EXERCISE AIM>
Are you able to retype all the records below exactly?

------------

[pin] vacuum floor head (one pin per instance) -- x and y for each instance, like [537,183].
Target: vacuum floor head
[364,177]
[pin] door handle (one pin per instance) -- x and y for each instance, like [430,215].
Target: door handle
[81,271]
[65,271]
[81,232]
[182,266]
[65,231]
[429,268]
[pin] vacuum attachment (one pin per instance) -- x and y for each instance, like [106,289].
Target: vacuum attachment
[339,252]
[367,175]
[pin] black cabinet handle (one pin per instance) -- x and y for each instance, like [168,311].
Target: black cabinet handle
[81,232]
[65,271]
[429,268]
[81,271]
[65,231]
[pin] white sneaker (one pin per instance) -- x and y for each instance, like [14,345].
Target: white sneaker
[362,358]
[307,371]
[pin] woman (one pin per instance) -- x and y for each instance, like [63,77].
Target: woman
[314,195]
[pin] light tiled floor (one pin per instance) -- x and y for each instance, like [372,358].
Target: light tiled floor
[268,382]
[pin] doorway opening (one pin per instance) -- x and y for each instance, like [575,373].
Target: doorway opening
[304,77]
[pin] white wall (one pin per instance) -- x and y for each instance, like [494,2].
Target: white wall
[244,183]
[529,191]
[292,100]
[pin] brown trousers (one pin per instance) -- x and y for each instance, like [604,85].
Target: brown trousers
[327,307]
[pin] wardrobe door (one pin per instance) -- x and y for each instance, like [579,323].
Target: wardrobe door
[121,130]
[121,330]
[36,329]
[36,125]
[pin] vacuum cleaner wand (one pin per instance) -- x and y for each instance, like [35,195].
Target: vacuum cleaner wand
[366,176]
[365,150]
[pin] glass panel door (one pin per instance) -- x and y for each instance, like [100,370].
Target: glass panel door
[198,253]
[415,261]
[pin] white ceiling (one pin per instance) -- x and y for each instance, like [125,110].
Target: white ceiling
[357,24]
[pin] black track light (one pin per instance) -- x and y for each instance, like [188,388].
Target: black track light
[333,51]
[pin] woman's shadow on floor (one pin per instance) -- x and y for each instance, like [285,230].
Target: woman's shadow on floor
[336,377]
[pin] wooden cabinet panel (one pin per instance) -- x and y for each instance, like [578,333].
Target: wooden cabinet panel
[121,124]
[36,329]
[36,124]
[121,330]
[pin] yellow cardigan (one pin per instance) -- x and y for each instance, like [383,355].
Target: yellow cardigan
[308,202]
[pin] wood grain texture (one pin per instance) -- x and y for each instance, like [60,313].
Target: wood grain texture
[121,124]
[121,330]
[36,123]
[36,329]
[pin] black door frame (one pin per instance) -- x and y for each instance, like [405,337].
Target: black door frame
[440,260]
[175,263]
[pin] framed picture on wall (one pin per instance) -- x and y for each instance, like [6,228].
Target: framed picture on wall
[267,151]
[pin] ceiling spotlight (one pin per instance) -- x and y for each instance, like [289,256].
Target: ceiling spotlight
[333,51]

------------

REPLY>
[pin] vacuum floor head (one pin per instance) -- x and y for each instance, like [537,183].
Target: vacuum floor head
[364,177]
[pin] door handle (one pin per instance) -- x and y for each instance, like [430,215].
Target: door handle
[81,271]
[65,271]
[81,232]
[182,266]
[65,231]
[429,268]
[pin] vacuum attachment (one pin per instance) -- x and y for each instance, like [106,289].
Target: vacuum attachment
[339,252]
[367,175]
[pin] black cabinet handle (one pin per instance) -- x and y for each instance, like [168,311].
Target: black cabinet handle
[81,232]
[65,271]
[429,268]
[81,271]
[65,231]
[pin] white sneaker (one pin per instance) -- x and y for each instance, like [14,345].
Target: white sneaker
[362,358]
[307,371]
[pin] woman (one pin per instance) -- x and y for each instance, like [63,77].
Target: woman
[314,195]
[pin] light tiled floor (one pin per instance) -- x and y for each instance, like [372,358].
Target: light tiled floor
[268,382]
[pin] doorway opening (one pin per instance) -- x and y for each instance, like [575,373].
Target: doorway opening
[304,77]
[pin] white wall (one pin per instance) -- x and y for each instance, like [494,2].
Target: white wall
[244,183]
[529,191]
[292,100]
[pin] brown trousers (one pin per instance) -- x and y for each instance, like [604,85].
Target: brown trousers
[327,307]
[pin] wardrobe door (one pin per instance) -- x and y for each instance, like [579,323].
Target: wardrobe door
[121,130]
[121,330]
[36,329]
[36,125]
[pin] vacuum cleaner wand (one pin per instance) -- x and y for each instance, like [35,195].
Target: vacuum cleaner wand
[366,176]
[365,150]
[pin] glass panel door (one pin per instance) -- x and y for each instance, like [100,370].
Target: glass panel door
[198,253]
[415,261]
[pin] white ceiling (one pin per instance) -- x and y for each instance, like [125,110].
Target: white ceiling
[357,24]
[pin] black track light (one pin per instance) -- x and y for each instance, like [188,388].
Target: black track light
[333,51]
[pin] woman's shadow on floor (one pin per instance) -- x and y for each instance, like [285,230].
Target: woman's shadow on floor
[336,377]
[pin] wooden cabinet panel (one pin per instance) -- x and y for each instance, like [578,333].
Target: wooden cabinet panel
[121,124]
[36,329]
[36,124]
[121,330]
[pin] yellow cardigan (one pin per instance) -- x and y for each instance, like [383,355].
Target: yellow cardigan
[308,202]
[pin] wood grain texture (one pin per instance) -- x and y for each instance, like [60,313].
Target: wood grain texture
[121,124]
[121,330]
[36,123]
[36,329]
[pin] black door frame (one pin per instance) -- x and y for each instance, like [405,337].
Target: black door frame
[440,260]
[175,263]
[pin] framed picture on wall (one pin per instance) -- x and y for each instance, like [6,228].
Target: framed picture on wall
[267,151]
[pin] ceiling spotlight (one pin per instance) -- x and y for each instance, like [289,256].
Target: ceiling spotlight
[333,51]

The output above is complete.